## Instrucciones de trabajo
[a] Resume en dos oraciones el texto sobre Green Book.
[b] Prosigue el texto sobre Green Book y el Oscar a partir de la última oración que aparece.

## Fragmento del texto
++++++++

A ese clisé se le agrega el del cine de carreteras, otra marca de fábrica de Hollywood. Pero el asunto central es la lectura que el film hace del racismo de comienzos de los 60 con ese símbolo del libro del título, nada menos que una guía de alojamientos de ínfima categoría permitidos para la gente negra en ciudades del sur de Estados Unidos. Por si fuera poco, el otro aditamento que también distingue a esta película es que se basa en un historia real, atributo argumental que siempre agrega interés.

Por supuesto que las historias sobre racismo han tenido amplia cabida en el cine estadounidense. Inclusive en esta edición del Oscar, el film de Spike Lee, Black Klansman, se ocupa del asunto con una corrosiva e ingeniosa mirada sobre un infiltrado negro nada menos en el Ku Klux Klan, también basada en un caso real. En ese sentido, existe una militancia de muchos creadores para golpear una y otra vez en el clavo del racismo y de otras calamidades sociales y hacerlo desde guiones atractivos que, además de la denuncia, aportan personajes creíbles, diálogos jugosos, y situaciones que establecen una crítica apelando a detalles de fina observación en vez de recursos de brocha gorda o discursos demagógicos.

Todo eso está presente en Green Book y, como además la historia culmina con un final relativamente feliz, la Academia lo premió y desbarató las ambiciones de la mexicana Roma, de Alfonso Cuarón, que se llevó la estatuilla a la mejor película extranjera pero no pudo derrotar a Green Book en la disputa por el premio principal de la noche.

Mucho se había especulado sobre las posibilidades del film de Cuarón, cuya campaña previa a cargo de Netflix había sido muy fuerte.

++++++++

## Extractos de datos
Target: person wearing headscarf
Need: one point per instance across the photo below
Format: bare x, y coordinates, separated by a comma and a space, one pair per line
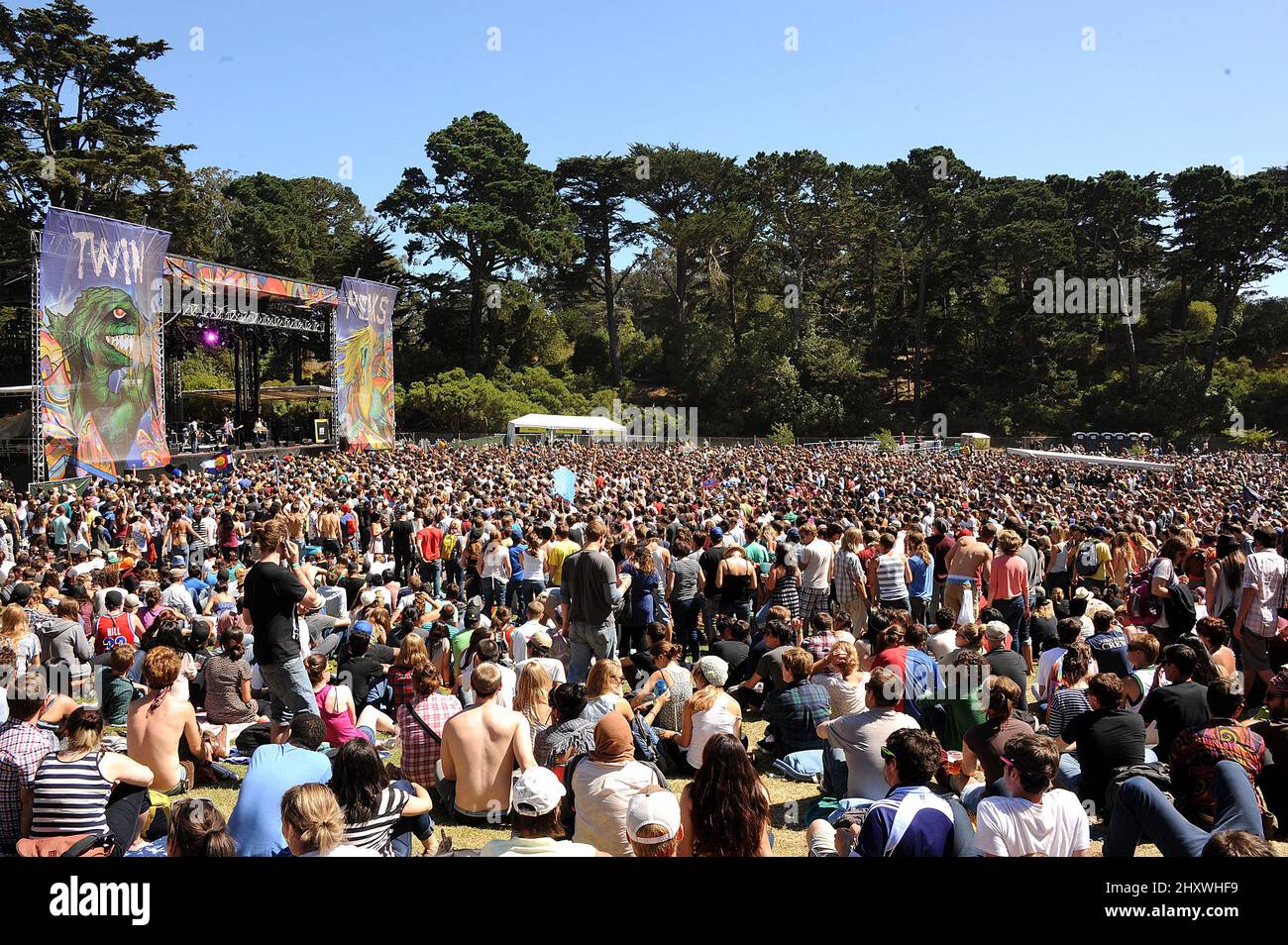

++++++++

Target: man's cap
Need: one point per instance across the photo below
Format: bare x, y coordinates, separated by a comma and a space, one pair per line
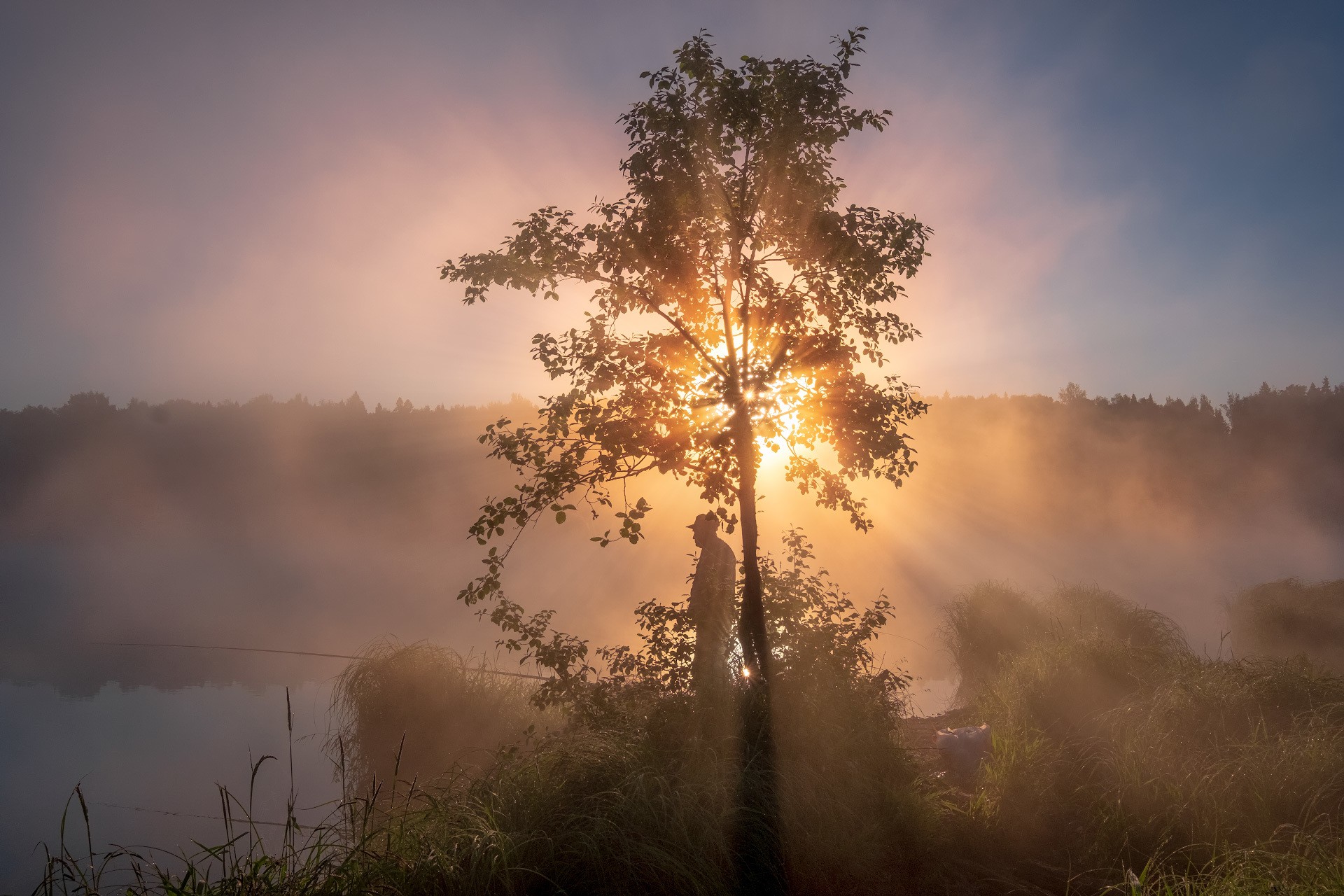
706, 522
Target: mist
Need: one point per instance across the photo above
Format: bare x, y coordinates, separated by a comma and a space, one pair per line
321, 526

++++++++

## Respuestas dadas
[a] Green Book combina el cine de carreteras con una lectura del racismo de comienzos de los 60, simbolizado en una guía de alojamientos de ínfima categoría permitidos para la gente negra en ciudades del sur de Estados Unidos, y se basa en una historia real. Con su final relativamente feliz, la Academia le dio el premio principal por encima de Roma, de Alfonso Cuarón, que se llevó la estatuilla a la mejor película extranjera.

[b]
Su tema también alude a una comunidad discriminada como la de los indígenas mexicanos y a través de un relato asordinado y moroso registrado en exquisito blanco y negro, instaló en la premiación la posibilidad de que por primera vez en la historia una película extranjera, hablada en español y en dialecto indígena ganase el Oscar al mejor film. Pero esa expectativa no se concretó, lo cual no desmerece en absoluto a Roma y todo lo que muestra como historia mínima que es capaz de contener una poderosa mirada sobre los contrastes sociales de una época. El logro de Cuarón es precisamente esa mirada con la que registra el pasado y su propia infancia con una capacidad evocativa que rescata un clima intransferible y personal al que convierte en escenario para su denuncia.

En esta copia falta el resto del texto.